# Task directions:
Reproduce the following piece on formalist influence on American modernism word for word, from its date line to its final sentence.

# Extract provided:
▬▬▬
Friday, May 15, 2009

Formalist Influence on American Modernism and Modern America


American writers in the first half of the twentieth century were faced with a world of uncertainty, alienation and a departure from traditional belief systems. They literally lived within a social and economic “Wasteland” brought on by an era of rapid industrialization and shifting social and political conventions. They were impacted by philosophical questioning and reframing of fundamental belief systems in every field by people like Nietzsche, Darwin and Marx. These modernist writers struggled to confront this rapidly changing landscape, which was marked by these radical shifts in thought and behavior, but also by the profoundly shaping events of two world wars and a depression. These devastating events and intense social and cultural shifts left writers to chronicle the despair and alienation which was experienced as a result. Authors and poets were equally challenged to rethink or reconsider the purpose and significance of their field of discipline as well. Writers of this era began to experiment with the use of language with a two fold mission: to carefully consider the purposeof their art, not only in using it to entertain or creating a cathartic experience, but using their texts as active agents to effect change and renew optimism, by shaping readers ability to perceive or experience.
In the 1930’s American author John Dos Passos authored a series of novels which would become know as the U.S.A. Trilogy in which he explored social and political ideas and conventions, but he did so while using the words and the various styles of language to actively engage the reader, forcing the reader’s attentiveness to the details of both the technicalities of the written word presented on the page, while prompting the reader to consider the intent and veracity of those very words.
▬▬▬
# Given records:
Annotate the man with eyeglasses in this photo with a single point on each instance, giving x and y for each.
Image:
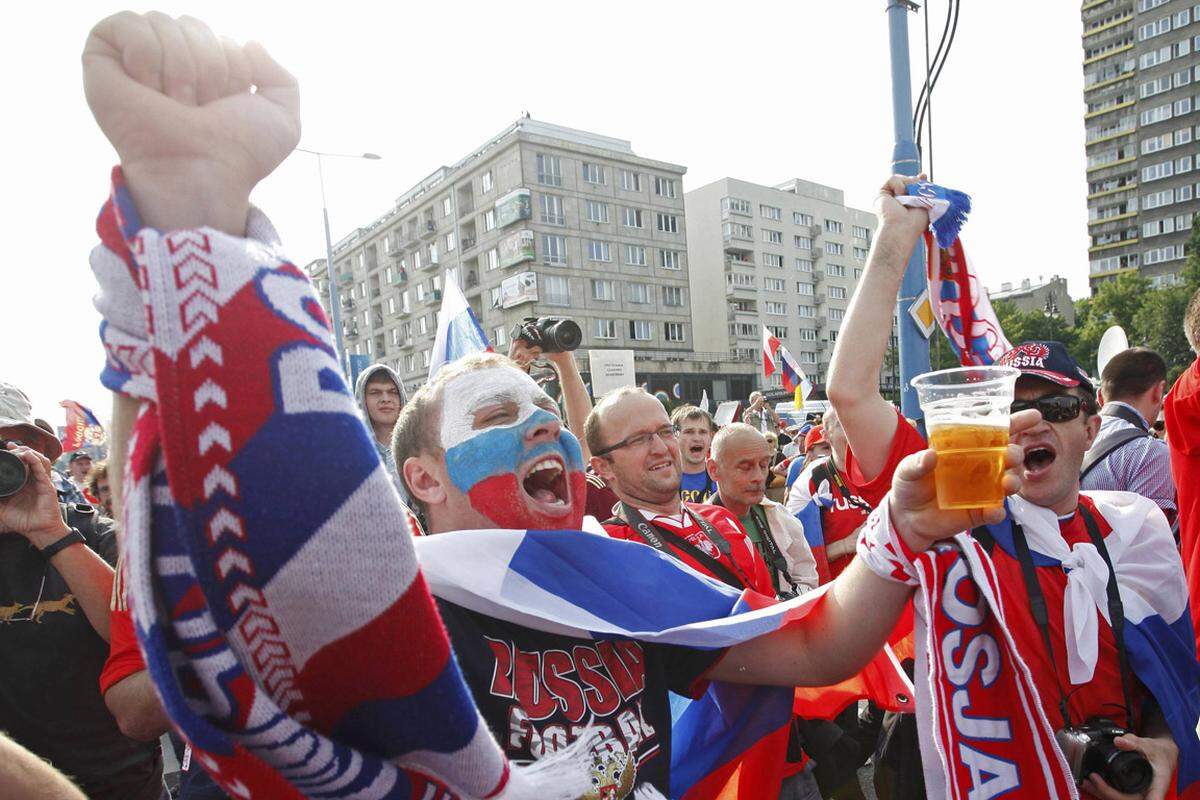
(55, 578)
(635, 450)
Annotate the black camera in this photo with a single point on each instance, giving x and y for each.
(1089, 750)
(13, 471)
(551, 334)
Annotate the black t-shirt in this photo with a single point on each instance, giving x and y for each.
(539, 691)
(49, 674)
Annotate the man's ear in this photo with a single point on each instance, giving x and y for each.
(423, 482)
(603, 467)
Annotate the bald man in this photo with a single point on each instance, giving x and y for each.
(739, 463)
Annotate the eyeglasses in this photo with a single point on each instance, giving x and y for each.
(666, 433)
(1054, 408)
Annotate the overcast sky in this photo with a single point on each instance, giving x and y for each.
(761, 91)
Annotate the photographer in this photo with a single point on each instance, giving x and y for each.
(556, 341)
(55, 578)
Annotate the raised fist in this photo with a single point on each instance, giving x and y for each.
(189, 113)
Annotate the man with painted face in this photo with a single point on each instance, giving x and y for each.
(696, 428)
(480, 445)
(823, 500)
(635, 449)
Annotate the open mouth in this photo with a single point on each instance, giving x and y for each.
(1038, 459)
(546, 485)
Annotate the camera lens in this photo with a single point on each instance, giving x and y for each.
(13, 474)
(1128, 771)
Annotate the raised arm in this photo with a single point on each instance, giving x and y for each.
(853, 384)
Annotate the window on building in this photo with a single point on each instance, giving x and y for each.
(553, 250)
(604, 290)
(599, 251)
(551, 210)
(550, 169)
(556, 289)
(736, 205)
(640, 330)
(594, 173)
(606, 329)
(597, 211)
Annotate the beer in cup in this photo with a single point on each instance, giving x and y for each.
(966, 415)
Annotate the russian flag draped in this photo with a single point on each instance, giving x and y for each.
(82, 427)
(777, 358)
(729, 744)
(459, 330)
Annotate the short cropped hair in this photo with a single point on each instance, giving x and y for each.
(417, 428)
(1131, 373)
(730, 432)
(685, 413)
(1192, 323)
(592, 434)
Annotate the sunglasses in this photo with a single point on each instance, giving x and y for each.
(1054, 408)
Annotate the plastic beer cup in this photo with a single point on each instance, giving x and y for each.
(966, 415)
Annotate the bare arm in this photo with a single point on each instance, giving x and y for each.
(137, 709)
(575, 396)
(24, 775)
(853, 384)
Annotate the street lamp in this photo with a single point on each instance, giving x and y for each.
(335, 312)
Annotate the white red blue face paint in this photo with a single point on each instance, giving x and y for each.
(509, 453)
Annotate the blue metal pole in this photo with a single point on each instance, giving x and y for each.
(905, 161)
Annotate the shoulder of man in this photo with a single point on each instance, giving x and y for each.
(99, 531)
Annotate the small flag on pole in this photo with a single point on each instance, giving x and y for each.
(82, 427)
(777, 358)
(459, 331)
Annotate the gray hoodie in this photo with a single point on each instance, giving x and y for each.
(384, 451)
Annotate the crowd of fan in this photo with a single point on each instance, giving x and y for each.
(726, 501)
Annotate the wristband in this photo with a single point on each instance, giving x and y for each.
(882, 549)
(72, 537)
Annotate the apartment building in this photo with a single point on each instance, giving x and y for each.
(1141, 84)
(785, 257)
(540, 220)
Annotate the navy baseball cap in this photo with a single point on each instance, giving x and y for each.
(1048, 360)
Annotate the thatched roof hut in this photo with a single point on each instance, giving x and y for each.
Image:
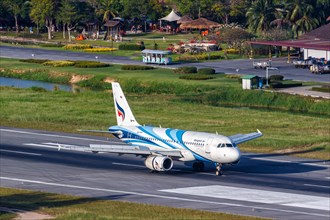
(200, 23)
(184, 19)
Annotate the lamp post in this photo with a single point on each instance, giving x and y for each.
(269, 68)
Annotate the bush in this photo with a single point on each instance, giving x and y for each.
(131, 47)
(100, 49)
(196, 77)
(203, 56)
(40, 61)
(186, 70)
(275, 85)
(59, 63)
(273, 78)
(90, 64)
(25, 35)
(51, 45)
(206, 71)
(38, 89)
(77, 46)
(321, 89)
(136, 67)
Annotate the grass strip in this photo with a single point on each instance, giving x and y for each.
(284, 132)
(74, 207)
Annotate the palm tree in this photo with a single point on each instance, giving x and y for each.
(105, 8)
(260, 15)
(301, 15)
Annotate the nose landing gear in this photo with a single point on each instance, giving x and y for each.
(198, 166)
(218, 171)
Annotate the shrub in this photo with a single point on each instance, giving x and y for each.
(206, 71)
(275, 85)
(233, 76)
(232, 51)
(38, 89)
(40, 61)
(276, 78)
(202, 56)
(321, 89)
(196, 77)
(100, 49)
(90, 64)
(59, 63)
(51, 45)
(77, 46)
(186, 70)
(24, 35)
(136, 67)
(131, 47)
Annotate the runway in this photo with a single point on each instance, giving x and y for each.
(273, 186)
(240, 66)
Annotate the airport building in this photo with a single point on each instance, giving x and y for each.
(312, 44)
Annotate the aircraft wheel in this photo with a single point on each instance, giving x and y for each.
(198, 166)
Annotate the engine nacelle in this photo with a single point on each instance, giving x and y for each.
(159, 163)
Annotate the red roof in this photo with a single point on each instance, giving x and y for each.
(304, 43)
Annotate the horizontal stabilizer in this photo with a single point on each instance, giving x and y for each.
(240, 138)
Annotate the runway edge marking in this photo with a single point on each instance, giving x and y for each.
(159, 196)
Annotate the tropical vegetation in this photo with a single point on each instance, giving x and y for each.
(259, 16)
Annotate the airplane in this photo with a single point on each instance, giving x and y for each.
(160, 146)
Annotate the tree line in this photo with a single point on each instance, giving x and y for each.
(259, 16)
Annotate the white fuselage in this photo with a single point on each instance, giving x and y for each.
(200, 146)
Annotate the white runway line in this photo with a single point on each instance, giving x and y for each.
(288, 161)
(161, 196)
(128, 165)
(320, 186)
(53, 135)
(20, 152)
(41, 145)
(255, 195)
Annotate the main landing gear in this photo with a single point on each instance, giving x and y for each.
(218, 171)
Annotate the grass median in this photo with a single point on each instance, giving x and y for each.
(74, 207)
(284, 132)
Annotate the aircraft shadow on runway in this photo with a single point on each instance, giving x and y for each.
(105, 162)
(34, 201)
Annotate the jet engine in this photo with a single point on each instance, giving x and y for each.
(159, 163)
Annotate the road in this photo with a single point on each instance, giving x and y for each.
(241, 66)
(263, 185)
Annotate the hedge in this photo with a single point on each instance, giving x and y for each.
(275, 85)
(136, 67)
(206, 71)
(276, 78)
(77, 46)
(186, 70)
(131, 47)
(196, 77)
(90, 64)
(59, 63)
(321, 89)
(40, 61)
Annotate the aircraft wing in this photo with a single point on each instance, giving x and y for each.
(122, 149)
(240, 138)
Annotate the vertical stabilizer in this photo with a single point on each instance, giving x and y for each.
(124, 114)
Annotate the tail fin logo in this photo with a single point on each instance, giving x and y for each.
(120, 112)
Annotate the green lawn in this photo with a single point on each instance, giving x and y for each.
(74, 207)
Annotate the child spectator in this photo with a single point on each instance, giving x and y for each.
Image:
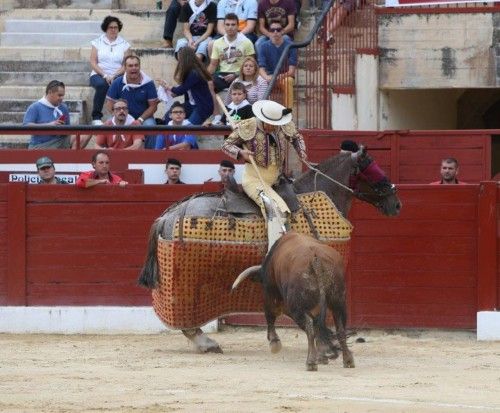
(173, 172)
(255, 84)
(199, 17)
(239, 108)
(177, 141)
(193, 81)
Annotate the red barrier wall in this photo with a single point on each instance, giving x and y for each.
(434, 266)
(413, 157)
(419, 269)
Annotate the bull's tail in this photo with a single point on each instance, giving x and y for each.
(325, 334)
(149, 274)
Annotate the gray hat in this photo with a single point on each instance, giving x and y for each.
(44, 161)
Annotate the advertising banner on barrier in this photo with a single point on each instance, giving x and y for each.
(409, 3)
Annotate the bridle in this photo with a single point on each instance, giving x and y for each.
(379, 189)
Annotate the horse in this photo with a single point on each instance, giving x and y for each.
(341, 177)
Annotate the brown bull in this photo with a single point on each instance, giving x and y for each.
(304, 278)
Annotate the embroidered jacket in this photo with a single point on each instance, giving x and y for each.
(255, 139)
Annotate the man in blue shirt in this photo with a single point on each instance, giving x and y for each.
(269, 55)
(139, 90)
(49, 111)
(176, 141)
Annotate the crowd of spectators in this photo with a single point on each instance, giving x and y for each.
(220, 52)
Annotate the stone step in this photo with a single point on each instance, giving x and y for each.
(16, 118)
(44, 66)
(47, 39)
(43, 78)
(36, 92)
(21, 105)
(53, 4)
(51, 26)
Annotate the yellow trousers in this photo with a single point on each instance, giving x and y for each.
(252, 186)
(286, 87)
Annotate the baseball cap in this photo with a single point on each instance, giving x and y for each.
(44, 161)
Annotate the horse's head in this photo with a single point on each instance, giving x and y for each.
(370, 184)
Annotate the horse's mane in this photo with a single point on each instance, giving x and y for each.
(333, 162)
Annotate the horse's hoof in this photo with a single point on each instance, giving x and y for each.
(312, 367)
(275, 346)
(215, 349)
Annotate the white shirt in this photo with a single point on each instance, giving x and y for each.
(110, 54)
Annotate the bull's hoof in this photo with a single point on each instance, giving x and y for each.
(275, 346)
(311, 367)
(210, 349)
(323, 359)
(215, 349)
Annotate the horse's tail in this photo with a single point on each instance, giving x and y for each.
(149, 274)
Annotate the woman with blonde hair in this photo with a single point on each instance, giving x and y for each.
(106, 59)
(195, 83)
(255, 84)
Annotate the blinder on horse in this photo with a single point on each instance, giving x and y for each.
(371, 174)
▬▬▬
# Full output:
Friday, May 15, 2009

Formalist Influence on American Modernism and Modern America


American writers in the first half of the twentieth century were faced with a world of uncertainty, alienation and a departure from traditional belief systems. They literally lived within a social and economic “Wasteland” brought on by an era of rapid industrialization and shifting social and political conventions. They were impacted by philosophical questioning and reframing of fundamental belief systems in every field by people like Nietzsche, Darwin and Marx. These modernist writers struggled to confront this rapidly changing landscape, which was marked by these radical shifts in thought and behavior, but also by the profoundly shaping events of two world wars and a depression. These devastating events and intense social and cultural shifts left writers to chronicle the despair and alienation which was experienced as a result. Authors and poets were equally challenged to rethink or reconsider the purpose and significance of their field of discipline as well. Writers of this era began to experiment with the use of language with a two fold mission: to carefully consider the purposeof their art, not only in using it to entertain or creating a cathartic experience, but using their texts as active agents to effect change and renew optimism, by shaping readers ability to perceive or experience.
In the 1930’s American author John Dos Passos authored a series of novels which would become know as the U.S.A. Trilogy in which he explored social and political ideas and conventions, but he did so while using the words and the various styles of language to actively engage the reader, forcing the reader’s attentiveness to the details of both the technicalities of the written word presented on the page, while prompting the reader to consider the intent and veracity of those very words.